- _Extract provided_:
┌────────

Skip to main content

Book Review: Winning as a CISO (2005) by Rich Baich

Executive Summary

The latest candidate for the cyber security canon is Rich Baich’s Winning as a CISO. The roles of the chief information officer (CIO), the chief security officer (CSO), and the chief information security officer (CISO) in the modern enterprise have been constantly changing since we invented the need for such roles in the 1980s and 1990s. By the mid-2000s, the industry had settled on tucking the security function for an organization under the IT function of an organization. In other words, the CISO works for the CIO. But Baich is an innovative thinker. He has looked at how the CISO role has evolved over the years and makes a pretty good case for where it needs to go next. By asking questions about the appropriate supervisor for a CISO, a CISO’s needed skill set, and ways to approach the CISO job function, Baich breaks new ground on how the industry should views these topics. Our industry will be slow to adopt these new ideas, but with the rash of highly publicized and impactful data breaches to the retail sector in 2014, perhaps the industry is ready to start making a change. Reviewing Baich’s book is a good place to start. It is cyber-security-canon worthy, and you should have read it by now.

Introduction

The roles of the CIO, the CSO, and the CISO in the modern enterprise have been constantly changing since we invented the need for such roles in the 1980s and 1990s. I picked up Winning as a CISO because my boss handed it to me after he met the author, Rich Baich, at a security event. He said that Baich was a smart guy and had some interesting ideas about the modern CISO’s role in today’s environments. In this book, Baich explains some innovative thinking about what today’s CISOs should be responsible for, how they should fit into the organization, and how they might accomplish their tasks once they are established. In order to understand where Baich is coming from, it is useful to review the history of the CIO, CSO, and CISO roles in modern business.

CIO, CSO, and CISO History

The idea of the C-suite did not really materialize until the 1920s when Alfred Sloan, the hugely successful chief executive officer (CEO) of General Motors, decided to distribute profit and loss (P&L) responsibility across his division managers in response to shareholder and regulator demand for more accountability.[1] 

Because of General Motors’ success with this new P&L model, business leaders across the world adopted it for their own organizations. That model lasted some 60 years until the 1980s when CEOs realized that in order to drive organizational change, they needed executives with technical and functional specialties.[1] CEOs began creating new C-level executive positions like chief marketing officers (CMOs), chief financial officers (CFOs), and, yes, CIOs. The idea of a C-level executive dedicated to security did not really emerge until the late 1990s, 10 years after the CIO position had become firmly established in modern business.

└────────

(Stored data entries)
┌────────

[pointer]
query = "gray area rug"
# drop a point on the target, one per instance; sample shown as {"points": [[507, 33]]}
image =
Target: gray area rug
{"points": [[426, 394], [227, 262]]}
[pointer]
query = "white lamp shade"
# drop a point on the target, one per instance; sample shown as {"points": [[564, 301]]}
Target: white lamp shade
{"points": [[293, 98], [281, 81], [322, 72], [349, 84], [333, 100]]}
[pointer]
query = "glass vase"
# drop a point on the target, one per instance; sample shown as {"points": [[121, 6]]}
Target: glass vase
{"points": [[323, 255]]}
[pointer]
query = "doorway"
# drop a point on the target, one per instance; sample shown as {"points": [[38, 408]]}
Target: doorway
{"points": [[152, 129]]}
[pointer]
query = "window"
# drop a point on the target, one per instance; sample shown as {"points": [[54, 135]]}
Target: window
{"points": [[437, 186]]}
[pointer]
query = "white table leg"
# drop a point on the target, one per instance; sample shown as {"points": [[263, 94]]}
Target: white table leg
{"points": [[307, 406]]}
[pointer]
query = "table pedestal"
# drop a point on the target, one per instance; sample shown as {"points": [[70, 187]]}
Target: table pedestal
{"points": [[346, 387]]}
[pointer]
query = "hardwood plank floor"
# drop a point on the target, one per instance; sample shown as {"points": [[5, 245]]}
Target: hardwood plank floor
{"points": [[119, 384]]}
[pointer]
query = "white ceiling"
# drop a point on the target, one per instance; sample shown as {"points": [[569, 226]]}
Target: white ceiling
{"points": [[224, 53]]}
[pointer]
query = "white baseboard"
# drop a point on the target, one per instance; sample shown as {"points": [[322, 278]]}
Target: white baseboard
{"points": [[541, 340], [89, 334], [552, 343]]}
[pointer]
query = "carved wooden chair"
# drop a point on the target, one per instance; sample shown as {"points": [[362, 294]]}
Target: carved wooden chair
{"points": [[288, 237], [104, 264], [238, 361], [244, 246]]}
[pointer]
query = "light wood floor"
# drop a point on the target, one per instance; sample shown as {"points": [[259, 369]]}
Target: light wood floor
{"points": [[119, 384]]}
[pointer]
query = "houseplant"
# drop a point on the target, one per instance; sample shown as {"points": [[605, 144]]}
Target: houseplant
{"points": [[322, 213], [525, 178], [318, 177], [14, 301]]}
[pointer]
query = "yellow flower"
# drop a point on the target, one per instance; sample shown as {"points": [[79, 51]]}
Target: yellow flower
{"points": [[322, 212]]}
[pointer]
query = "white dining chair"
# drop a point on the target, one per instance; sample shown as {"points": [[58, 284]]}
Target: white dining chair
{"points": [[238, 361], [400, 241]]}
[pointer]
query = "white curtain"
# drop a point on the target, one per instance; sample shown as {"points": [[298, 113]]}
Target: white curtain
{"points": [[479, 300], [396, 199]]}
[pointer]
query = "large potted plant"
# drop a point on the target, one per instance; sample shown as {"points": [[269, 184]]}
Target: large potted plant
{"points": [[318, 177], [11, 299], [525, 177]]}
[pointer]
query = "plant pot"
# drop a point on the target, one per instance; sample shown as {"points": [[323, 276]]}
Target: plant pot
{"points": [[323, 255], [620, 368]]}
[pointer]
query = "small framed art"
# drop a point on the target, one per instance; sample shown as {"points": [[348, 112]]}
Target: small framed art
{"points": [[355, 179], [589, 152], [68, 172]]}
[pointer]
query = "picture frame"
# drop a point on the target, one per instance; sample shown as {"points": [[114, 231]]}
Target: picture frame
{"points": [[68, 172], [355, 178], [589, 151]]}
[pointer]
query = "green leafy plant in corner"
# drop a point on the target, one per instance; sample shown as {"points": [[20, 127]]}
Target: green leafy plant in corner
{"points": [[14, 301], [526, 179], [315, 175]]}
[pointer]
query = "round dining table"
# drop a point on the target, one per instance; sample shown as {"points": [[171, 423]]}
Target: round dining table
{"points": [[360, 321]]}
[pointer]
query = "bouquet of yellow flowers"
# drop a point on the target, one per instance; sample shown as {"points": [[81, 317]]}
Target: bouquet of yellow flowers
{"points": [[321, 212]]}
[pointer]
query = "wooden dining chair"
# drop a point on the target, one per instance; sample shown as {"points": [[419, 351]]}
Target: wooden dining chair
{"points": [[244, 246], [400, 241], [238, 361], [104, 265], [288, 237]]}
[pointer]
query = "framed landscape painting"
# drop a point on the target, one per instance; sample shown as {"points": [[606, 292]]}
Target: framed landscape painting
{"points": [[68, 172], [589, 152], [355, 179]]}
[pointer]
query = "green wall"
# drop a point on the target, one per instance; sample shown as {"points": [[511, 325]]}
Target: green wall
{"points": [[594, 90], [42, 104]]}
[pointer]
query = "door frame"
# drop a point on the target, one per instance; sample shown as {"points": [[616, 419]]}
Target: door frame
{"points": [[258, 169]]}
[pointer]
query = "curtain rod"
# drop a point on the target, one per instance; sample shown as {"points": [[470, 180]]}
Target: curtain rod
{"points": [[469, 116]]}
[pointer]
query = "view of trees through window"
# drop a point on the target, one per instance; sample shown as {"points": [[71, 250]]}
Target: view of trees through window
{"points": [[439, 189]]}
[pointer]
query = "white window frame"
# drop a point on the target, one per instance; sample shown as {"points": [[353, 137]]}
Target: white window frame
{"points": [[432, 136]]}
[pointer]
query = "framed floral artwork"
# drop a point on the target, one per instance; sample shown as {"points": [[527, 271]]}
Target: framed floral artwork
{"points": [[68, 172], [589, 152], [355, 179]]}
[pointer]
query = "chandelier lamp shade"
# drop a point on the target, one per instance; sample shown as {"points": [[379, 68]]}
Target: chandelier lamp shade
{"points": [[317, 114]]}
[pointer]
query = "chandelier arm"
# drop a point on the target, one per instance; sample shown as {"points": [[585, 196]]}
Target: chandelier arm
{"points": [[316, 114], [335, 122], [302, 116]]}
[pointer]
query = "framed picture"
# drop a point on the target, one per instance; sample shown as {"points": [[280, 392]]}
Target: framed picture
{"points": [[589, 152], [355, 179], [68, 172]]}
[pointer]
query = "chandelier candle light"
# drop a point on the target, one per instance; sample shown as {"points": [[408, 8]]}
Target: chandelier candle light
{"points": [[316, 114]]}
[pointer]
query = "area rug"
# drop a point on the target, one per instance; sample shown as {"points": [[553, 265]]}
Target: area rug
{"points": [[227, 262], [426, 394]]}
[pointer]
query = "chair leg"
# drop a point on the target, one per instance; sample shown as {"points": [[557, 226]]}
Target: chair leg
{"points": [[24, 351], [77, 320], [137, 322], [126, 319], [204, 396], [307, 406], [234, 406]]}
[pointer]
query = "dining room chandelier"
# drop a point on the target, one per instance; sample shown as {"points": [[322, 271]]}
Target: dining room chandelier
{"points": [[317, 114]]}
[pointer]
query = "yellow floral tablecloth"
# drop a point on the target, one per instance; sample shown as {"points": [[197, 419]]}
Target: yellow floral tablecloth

└────────

- _Assignment_:
According to the book review, when did the idea of a C-level executive dedicated to security emerge? These entries come from a source separate from the book review.

- _Answer section_:
In the late 1990s.